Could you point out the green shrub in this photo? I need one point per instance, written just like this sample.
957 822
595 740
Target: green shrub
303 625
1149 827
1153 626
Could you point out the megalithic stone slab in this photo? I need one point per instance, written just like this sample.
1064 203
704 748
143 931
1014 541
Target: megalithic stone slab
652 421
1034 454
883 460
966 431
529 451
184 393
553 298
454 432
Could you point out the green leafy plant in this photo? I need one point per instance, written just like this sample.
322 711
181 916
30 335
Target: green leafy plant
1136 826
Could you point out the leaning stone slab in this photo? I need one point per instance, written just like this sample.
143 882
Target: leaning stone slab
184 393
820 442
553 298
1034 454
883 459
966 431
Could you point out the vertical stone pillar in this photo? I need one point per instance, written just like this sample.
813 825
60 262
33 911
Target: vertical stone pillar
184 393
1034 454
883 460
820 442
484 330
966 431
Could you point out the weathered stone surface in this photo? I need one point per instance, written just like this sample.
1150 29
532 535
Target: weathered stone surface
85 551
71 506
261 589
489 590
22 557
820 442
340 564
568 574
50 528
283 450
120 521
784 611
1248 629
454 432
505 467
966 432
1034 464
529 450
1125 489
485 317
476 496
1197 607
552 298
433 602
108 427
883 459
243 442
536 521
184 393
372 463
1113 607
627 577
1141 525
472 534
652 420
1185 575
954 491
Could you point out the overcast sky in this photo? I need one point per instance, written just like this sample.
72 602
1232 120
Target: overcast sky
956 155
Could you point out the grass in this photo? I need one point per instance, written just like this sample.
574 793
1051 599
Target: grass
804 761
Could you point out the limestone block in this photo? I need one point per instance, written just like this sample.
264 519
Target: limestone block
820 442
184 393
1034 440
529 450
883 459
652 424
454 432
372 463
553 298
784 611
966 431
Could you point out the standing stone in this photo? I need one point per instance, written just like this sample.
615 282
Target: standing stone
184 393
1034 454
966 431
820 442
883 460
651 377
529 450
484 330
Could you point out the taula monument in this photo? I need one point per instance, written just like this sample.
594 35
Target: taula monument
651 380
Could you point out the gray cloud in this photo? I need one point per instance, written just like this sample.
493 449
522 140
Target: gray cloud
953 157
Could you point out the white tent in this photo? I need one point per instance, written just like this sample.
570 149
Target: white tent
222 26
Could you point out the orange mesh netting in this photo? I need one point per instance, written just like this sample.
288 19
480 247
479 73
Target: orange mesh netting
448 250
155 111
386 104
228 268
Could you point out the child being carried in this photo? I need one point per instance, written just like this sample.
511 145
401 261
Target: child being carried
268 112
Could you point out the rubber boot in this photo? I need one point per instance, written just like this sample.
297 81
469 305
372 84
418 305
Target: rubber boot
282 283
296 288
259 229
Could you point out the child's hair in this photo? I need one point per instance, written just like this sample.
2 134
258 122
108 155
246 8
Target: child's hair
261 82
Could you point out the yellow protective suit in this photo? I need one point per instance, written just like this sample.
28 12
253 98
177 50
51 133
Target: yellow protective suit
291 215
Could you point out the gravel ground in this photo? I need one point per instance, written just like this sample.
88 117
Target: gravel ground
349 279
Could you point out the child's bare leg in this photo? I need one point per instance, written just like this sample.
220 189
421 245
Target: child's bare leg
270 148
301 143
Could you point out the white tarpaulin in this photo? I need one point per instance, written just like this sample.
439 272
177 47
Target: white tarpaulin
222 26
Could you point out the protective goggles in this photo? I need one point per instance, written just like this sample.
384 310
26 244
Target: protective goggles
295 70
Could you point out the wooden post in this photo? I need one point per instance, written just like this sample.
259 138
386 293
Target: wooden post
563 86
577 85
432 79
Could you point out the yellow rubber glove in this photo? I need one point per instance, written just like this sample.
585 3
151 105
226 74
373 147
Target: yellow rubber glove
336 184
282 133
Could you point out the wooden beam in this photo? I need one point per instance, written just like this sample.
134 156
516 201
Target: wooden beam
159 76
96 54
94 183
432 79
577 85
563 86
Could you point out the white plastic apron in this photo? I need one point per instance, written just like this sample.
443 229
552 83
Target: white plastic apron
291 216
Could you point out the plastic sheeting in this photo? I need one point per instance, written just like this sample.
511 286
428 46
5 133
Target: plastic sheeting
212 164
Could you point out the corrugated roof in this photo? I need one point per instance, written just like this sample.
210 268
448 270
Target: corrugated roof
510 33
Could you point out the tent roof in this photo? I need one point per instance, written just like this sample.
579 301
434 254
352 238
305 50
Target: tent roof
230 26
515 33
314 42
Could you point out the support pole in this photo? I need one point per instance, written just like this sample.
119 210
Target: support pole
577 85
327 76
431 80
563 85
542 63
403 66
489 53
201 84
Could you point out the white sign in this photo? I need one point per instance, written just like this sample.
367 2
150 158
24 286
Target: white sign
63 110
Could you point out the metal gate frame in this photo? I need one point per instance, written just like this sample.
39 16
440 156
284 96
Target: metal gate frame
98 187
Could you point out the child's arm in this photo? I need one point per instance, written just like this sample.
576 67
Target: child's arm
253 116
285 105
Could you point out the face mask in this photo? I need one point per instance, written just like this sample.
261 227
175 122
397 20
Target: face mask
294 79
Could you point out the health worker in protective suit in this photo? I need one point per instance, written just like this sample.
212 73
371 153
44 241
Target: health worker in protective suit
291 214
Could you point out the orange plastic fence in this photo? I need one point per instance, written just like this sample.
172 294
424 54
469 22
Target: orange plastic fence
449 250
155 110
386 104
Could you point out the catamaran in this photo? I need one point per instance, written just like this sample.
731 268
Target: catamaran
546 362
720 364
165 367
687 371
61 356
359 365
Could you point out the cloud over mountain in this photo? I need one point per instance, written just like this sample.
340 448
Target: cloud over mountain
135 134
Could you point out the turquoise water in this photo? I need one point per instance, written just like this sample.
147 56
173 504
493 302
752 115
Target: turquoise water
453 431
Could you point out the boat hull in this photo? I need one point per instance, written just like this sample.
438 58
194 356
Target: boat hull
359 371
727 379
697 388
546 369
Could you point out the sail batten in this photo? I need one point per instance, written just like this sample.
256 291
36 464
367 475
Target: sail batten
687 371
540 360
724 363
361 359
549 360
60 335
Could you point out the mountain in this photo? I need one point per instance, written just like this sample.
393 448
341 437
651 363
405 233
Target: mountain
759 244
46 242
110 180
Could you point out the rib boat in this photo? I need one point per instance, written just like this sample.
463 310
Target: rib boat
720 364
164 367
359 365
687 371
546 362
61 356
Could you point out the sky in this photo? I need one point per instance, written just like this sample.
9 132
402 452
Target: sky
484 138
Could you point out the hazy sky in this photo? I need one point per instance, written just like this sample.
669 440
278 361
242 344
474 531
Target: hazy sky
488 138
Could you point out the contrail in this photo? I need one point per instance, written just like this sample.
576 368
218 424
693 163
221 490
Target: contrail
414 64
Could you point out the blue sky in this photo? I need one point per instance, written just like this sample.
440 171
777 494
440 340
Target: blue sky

::::

• WHAT IS BEING ASKED
For this exercise, restate every record word for word.

• RESULT OF THIS EXERCISE
Could you point out the green shrub in this photo? I need one point per instance, written just like this sample.
957 822
595 740
Target: green shrub
303 625
1149 827
1153 626
Could you point out the megalithic stone slab in this photo? I need one point per instance, written just like this sample.
1064 203
704 748
143 931
1014 541
Target: megalithic stone slab
652 421
1034 454
883 460
966 431
529 451
184 393
553 298
454 432
Could you point out the green leafy plant in this photo? I need one point per instance, written just like this sample.
322 711
181 916
30 335
Target: green leafy plant
1136 826
Could you point out the leaning stone slab in this photo? I need one point per instance, written just like this sample.
143 882
Target: leaning stone slab
184 393
820 442
553 298
1034 454
883 459
966 431
Could you point out the vertical stone pillar in this photo? I need one point per instance, written just like this sample.
813 825
60 262
33 911
Target: vertical stone pillar
184 393
1034 454
883 460
820 442
484 330
966 431
Could you point out the weathered stone surface in this photo? I need one point per instance, written just like this sample.
1150 29
532 535
Target: weathered stone surface
85 551
71 506
261 589
489 590
22 557
820 442
340 564
568 574
50 528
283 450
120 521
784 611
1248 629
454 432
505 467
966 432
1034 464
529 450
1125 489
485 317
476 496
1197 607
552 298
433 602
108 427
883 459
243 442
536 521
184 393
372 463
1113 607
627 577
1141 525
472 534
652 420
1185 575
954 491
Could you point out the overcast sky in this photo? I need one point per instance, written just like this sample.
72 602
1232 120
Target: overcast sky
956 155
Could you point out the grass in this photo? I need one point per instance, written just like this sample.
574 793
1051 599
Target: grass
804 761
Could you point out the limestone block in this photo? I need one point per instance, written just like this sample.
264 519
Target: limestone block
820 442
184 393
1034 440
529 450
883 459
652 424
454 432
372 463
553 298
784 611
966 431
Could you point out the standing stone in this photo? I need one point per instance, written just like this sample.
615 282
Target: standing stone
184 393
1034 454
966 431
820 442
883 460
651 377
529 450
484 330
Could you point out the taula monument in this photo? I need one point per instance, written just like this sample.
594 35
Target: taula monument
651 380
Could you point out the gray cloud in this photo? I need one point per instance, written just like this sample.
493 449
522 140
Target: gray cloud
953 157
Could you point out the white tent in this photo? I need one point per instance, written just like this sample.
570 149
Target: white tent
222 26
Could you point out the orange mesh netting in this photo? I need one point per instance, written just like this sample.
288 19
480 247
479 73
Target: orange mesh netting
448 250
155 111
386 104
228 268
Could you point out the child being carried in this photo? I need one point per instance, written just like this sample.
511 145
401 261
Target: child being carried
268 112
Could you point out the rubber boot in this photo? I need one point per instance, written just like this sample.
297 81
469 305
372 84
418 305
Target: rubber boot
282 283
296 288
259 229
Could you point out the child's hair in this photo? I need one point per instance, written just like this sample.
2 134
258 122
108 155
246 8
Target: child's hair
261 82
Could you point out the yellow protective suit in this photo? I need one point per instance, written just like this sample.
28 12
253 98
177 50
51 133
Target: yellow protective suit
291 215
Could you point out the gravel ground in this photo? I need one point per instance, written just like this sample.
88 117
Target: gravel ground
349 279
Could you point out the child's bare leg in this photo? I need one point per instance, written just like this sample.
220 189
421 245
Target: child's bare leg
270 148
301 143
Could you point out the white tarpaulin in this photo? I need one point per instance, written just like this sample.
439 272
177 47
Target: white tarpaulin
222 26
Could you point out the protective goggles in this photo? I need one point per instance, written just like this sample.
384 310
26 244
Target: protective goggles
295 70
Could you point out the wooden post in this photo? I need one point per instance, written just like this sample.
259 138
386 293
Target: wooden post
563 86
577 85
432 79
Could you point out the yellow rubber glove in this photo? I need one point per instance, written just like this sample.
585 3
151 105
226 74
373 147
Target: yellow rubber glove
336 184
282 133
Could you point out the wooden beam in this photo? I need one point per instance, written just like this sample.
134 156
516 201
Target: wooden beam
159 76
96 54
94 183
432 79
577 85
563 86
Could you point out the white plastic apron in this photo? I need one point per instance, written just like this sample.
443 229
552 83
Target: white plastic apron
291 216
Could you point out the plastic sheeting in this photo? I need one point per instance, written just like this sample.
511 286
428 46
5 133
Target: plastic sheeting
212 164
Could you point out the corrugated roof in this photo? I need one point per instance, written just like this sample.
210 268
448 270
Target: corrugated roof
510 33
Could you point out the tent roof in this photo? I need one point per instance, written just like this sample.
579 301
434 254
352 238
305 50
Target: tent roof
230 26
515 33
314 42
Could you point out the support pole in this photo? I need one point per instance, written just like this sample.
119 210
Target: support pole
577 85
327 76
431 80
563 85
542 63
403 66
489 53
201 84
Could you point out the white sign in this photo? I need one point per instance, written just like this sample.
367 2
150 158
24 286
Target: white sign
63 110
Could you point out the metal gate frame in this photo? I need one point per instance, written just like this sample.
39 16
440 156
284 96
Target: metal gate frame
98 187
Could you point out the child's arm in this photo? I need one point per instance, written just like this sample.
576 67
Target: child's arm
253 116
285 105
Could you point out the face mask in this photo? I need one point per instance, written just like this sample.
261 227
175 122
397 20
Target: face mask
294 79
Could you point out the health worker in protective suit in this photo? I need one point per instance, written just like this sample.
212 73
371 153
44 241
Target: health worker in protective suit
291 214
Could you point out the orange plastic fence in this photo? I need one point per instance, written just like this sample.
172 294
424 54
469 22
Target: orange plastic fence
449 250
155 110
386 104
Could you point out the catamaran in this photo? I need one point per instance, written just like this sample.
731 268
Target: catamaran
546 362
720 364
165 367
687 371
61 356
359 365
Could you point out the cloud over mountain in this photo? I need one point per instance, written just like this sample.
340 448
Target: cloud over mountain
135 134
Could you point out the turquoise water in this photo? I need one point per instance, written just like this sample.
147 56
173 504
493 302
752 115
Target: turquoise water
453 431
Could you point out the boat hull in this photo? I need one point per instance, written just like this sample.
438 58
194 356
Target: boat hull
359 371
727 379
697 388
546 369
Could you point out the sail batten in this photo? I need one point per instance, written just like this sample.
256 291
36 464
367 475
Target: sail batten
687 371
540 360
724 363
361 359
549 360
60 335
Could you point out the mountain in this photo? I need one point per instance, written just like this sample.
393 448
341 437
651 363
405 233
Target: mountain
759 244
46 242
110 180
Could you point out the rib boat in this photo? I need one point per instance, written just like this sample.
463 310
Target: rib boat
720 364
164 367
359 365
687 371
546 362
61 356
Could you point out the sky in this photo? I need one point per instance, written just like this sample.
9 132
402 452
Target: sky
484 138
Could you point out the hazy sky in this photo? I need one point per instance, written just like this sample.
669 440
278 361
242 344
474 531
Target: hazy sky
488 138
Could you point out the contrail in this photo? I need one point per instance, written just like this sample.
576 368
218 424
693 163
221 490
Target: contrail
414 64
Could you point out the blue sky in this photo? I need one point per instance, written just like this sample.
440 171
777 494
440 340
Target: blue sky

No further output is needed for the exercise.